* [GIVEN EXERCISE]: Type out the data exactly as given. Skip any image.

* Begin *

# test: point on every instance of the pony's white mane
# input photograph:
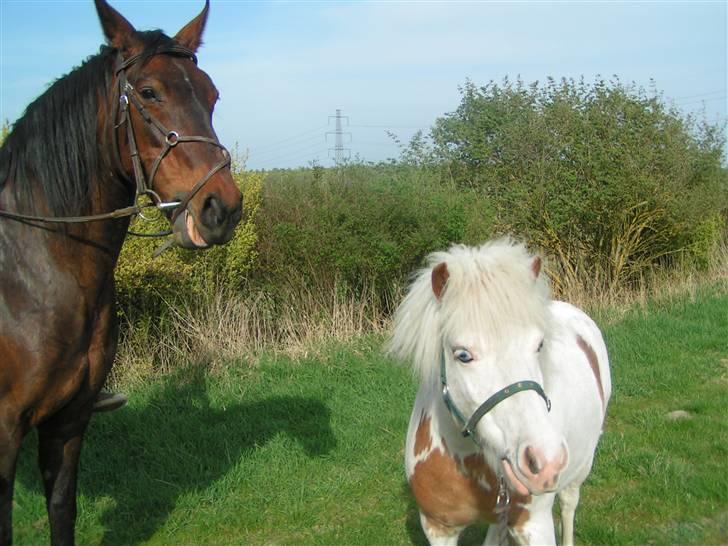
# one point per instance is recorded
(492, 286)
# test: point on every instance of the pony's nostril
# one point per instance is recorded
(533, 464)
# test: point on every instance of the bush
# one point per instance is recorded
(605, 177)
(362, 227)
(144, 281)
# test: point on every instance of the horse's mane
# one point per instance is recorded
(52, 152)
(491, 286)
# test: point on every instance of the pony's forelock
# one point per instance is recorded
(492, 286)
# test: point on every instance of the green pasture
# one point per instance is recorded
(309, 450)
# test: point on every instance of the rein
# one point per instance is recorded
(468, 430)
(127, 95)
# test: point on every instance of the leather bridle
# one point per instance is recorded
(144, 187)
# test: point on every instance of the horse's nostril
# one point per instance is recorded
(213, 212)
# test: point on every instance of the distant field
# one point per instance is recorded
(309, 451)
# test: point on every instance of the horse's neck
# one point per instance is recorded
(443, 429)
(86, 250)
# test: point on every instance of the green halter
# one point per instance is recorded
(469, 424)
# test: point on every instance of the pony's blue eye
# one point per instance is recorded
(463, 355)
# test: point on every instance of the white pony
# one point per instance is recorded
(514, 390)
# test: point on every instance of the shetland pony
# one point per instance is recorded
(131, 123)
(513, 395)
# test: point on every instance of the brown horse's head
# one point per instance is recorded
(165, 113)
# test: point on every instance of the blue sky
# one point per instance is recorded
(283, 68)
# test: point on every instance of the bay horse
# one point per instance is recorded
(512, 400)
(128, 129)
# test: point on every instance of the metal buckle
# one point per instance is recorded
(504, 497)
(172, 139)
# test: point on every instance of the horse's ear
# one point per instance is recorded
(440, 274)
(118, 31)
(536, 267)
(191, 34)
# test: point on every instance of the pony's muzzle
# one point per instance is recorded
(535, 472)
(541, 471)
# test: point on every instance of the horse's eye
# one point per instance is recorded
(463, 355)
(148, 93)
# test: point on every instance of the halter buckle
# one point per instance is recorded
(172, 139)
(504, 497)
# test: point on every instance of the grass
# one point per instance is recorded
(308, 449)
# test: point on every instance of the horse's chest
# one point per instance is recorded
(453, 489)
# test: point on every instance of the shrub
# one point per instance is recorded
(361, 227)
(604, 176)
(143, 281)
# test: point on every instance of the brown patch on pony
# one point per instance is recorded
(423, 438)
(591, 356)
(452, 493)
(440, 275)
(536, 267)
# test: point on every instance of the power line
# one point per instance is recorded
(277, 143)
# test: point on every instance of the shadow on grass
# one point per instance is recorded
(145, 458)
(473, 535)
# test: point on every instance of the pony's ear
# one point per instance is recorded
(440, 274)
(118, 31)
(536, 267)
(191, 34)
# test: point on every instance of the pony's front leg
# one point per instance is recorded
(438, 534)
(10, 439)
(538, 528)
(59, 449)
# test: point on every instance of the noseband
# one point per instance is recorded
(468, 430)
(171, 138)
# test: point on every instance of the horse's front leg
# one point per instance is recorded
(60, 438)
(10, 439)
(59, 449)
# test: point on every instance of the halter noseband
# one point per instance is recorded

* End *

* [FINAL RESULT]:
# test: point on every instance of the pony's white mane
# input photograph:
# one point per instance is recorded
(492, 286)
# test: point on every instance of the pony's nostril
# one point per instance is recorded
(533, 464)
# test: point on every instance of the bush
# one point per instance is recorded
(605, 177)
(362, 227)
(144, 281)
# test: point on every instance of the horse's mane
# one point per instance is recorded
(52, 152)
(491, 286)
# test: point on every instance of the pony's forelock
# one point per instance is recorded
(492, 286)
# test: point on every instance of the green pasture
# one point per instance is recorded
(309, 450)
# test: point on every instance of the rein
# one point per instance is recorded
(468, 430)
(127, 95)
# test: point on every instance of the leather bridle
# one point per instance is recorded
(144, 187)
# test: point on every instance of the horse's nostril
# one point per instance is recorded
(213, 212)
# test: point on every instance of the distant field
# one point per instance is recorded
(309, 451)
# test: point on every instance of the horse's neck
# one point per instance is recorded
(443, 429)
(86, 250)
# test: point on every instance of the green halter
# one point per instance is recorded
(469, 424)
# test: point on every instance of the pony's blue eye
# one point per instance is recorded
(463, 355)
# test: point on every instance of the white pony
# one point per instance is recorded
(514, 390)
# test: point on every instance of the shetland pony
# one point per instance is recorded
(131, 123)
(513, 395)
# test: point on every instance of the brown horse's head
# one point per instance is recorded
(165, 113)
# test: point on every instance of the blue sky
# one point per instance is recorded
(283, 68)
# test: point on every instance of the bay horse
# one point per instance is recorded
(512, 400)
(128, 129)
# test: point on every instance of the metal buckle
# one point per instance is recorded
(504, 497)
(172, 139)
# test: point on every instance of the horse's ear
# one point per instance is recorded
(440, 274)
(118, 31)
(536, 267)
(191, 34)
# test: point on every instance of the pony's muzzle
# one point per instance is recorded
(535, 472)
(541, 471)
# test: point on every instance of the horse's eye
# one point per instance is recorded
(463, 355)
(148, 93)
# test: point on every instance of the halter buckle
# one point per instance is recorded
(172, 139)
(504, 497)
# test: point on every instance of the grass
# one point per instance is recorded
(308, 449)
# test: point on every instance of the horse's chest
# one point per instance is recorded
(453, 489)
# test: point on every instance of the shrub
# one point per instance is recorded
(361, 227)
(604, 176)
(143, 281)
# test: point on every instance of the brown patch on pony
# one point per instance is recorded
(423, 438)
(591, 356)
(452, 493)
(440, 275)
(536, 267)
# test: point on every instance of the power line
# one point per instance is recorded
(277, 143)
# test: point on every instance of the shadow on grass
# one point per instance is recorded
(145, 458)
(473, 535)
# test: point on every instance of the pony's ear
# one point per instance is recorded
(440, 274)
(118, 31)
(536, 267)
(191, 34)
# test: point on every instance of the pony's front leg
# one point per instance is recorded
(438, 534)
(10, 439)
(538, 528)
(59, 449)
# test: point on every instance of the noseband
# one point per instance is recorded
(468, 430)
(171, 138)
# test: point on every instance of the horse's front leg
# one point per instance is recorded
(60, 438)
(10, 439)
(59, 449)
# test: point on every instance of the halter noseband
# one point per instance is recorded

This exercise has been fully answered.